● WORK INSTRUCTION
The task calls for an exact copy of the records, without any images.

● INFORMATION SHOWN

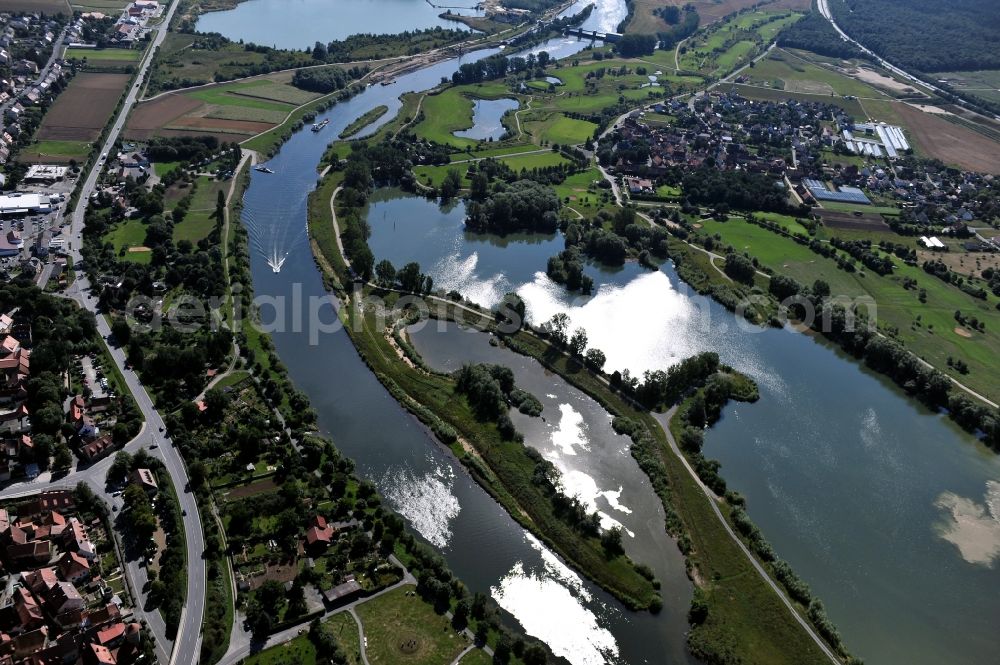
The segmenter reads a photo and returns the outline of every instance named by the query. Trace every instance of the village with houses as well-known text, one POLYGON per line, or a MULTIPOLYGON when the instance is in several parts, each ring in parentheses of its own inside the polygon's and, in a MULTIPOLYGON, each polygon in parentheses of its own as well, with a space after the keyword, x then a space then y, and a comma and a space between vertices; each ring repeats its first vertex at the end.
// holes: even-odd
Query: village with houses
POLYGON ((599 150, 636 201, 680 201, 657 192, 702 167, 767 174, 811 211, 803 214, 824 221, 888 229, 881 213, 891 210, 893 223, 919 227, 916 235, 965 239, 968 251, 1000 251, 992 228, 985 235, 975 230, 976 220, 993 214, 977 196, 992 175, 914 159, 901 128, 855 122, 836 102, 779 103, 723 92, 673 100, 633 112, 599 150))
POLYGON ((145 658, 114 536, 69 490, 0 508, 0 663, 145 658))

● OUTPUT FOR THIS TASK
The segmenter reads a photo and returns the outline of every instance named by the query. Trace every instance of the village with houses as well-known text, one POLYGON per line, or a MULTIPOLYGON when the instance is in several parts, each ring in parentheses of its own inside the polygon's and, in a MULTIPOLYGON, each polygon in parentheses of its own as well, with a space after the keyword, x then a space then y, and a comma and a space between vertices; each ring repeats its first vertex at the end.
// holes: even-odd
Query: village with houses
POLYGON ((599 150, 636 201, 680 201, 657 192, 702 167, 767 174, 811 211, 803 214, 824 221, 888 229, 881 213, 891 210, 893 223, 919 227, 916 235, 965 239, 968 251, 1000 251, 992 228, 985 235, 975 230, 976 220, 993 214, 977 196, 992 175, 914 159, 901 128, 855 122, 836 102, 779 103, 723 92, 673 100, 633 112, 599 150))
POLYGON ((145 658, 114 536, 69 490, 0 508, 0 663, 145 658))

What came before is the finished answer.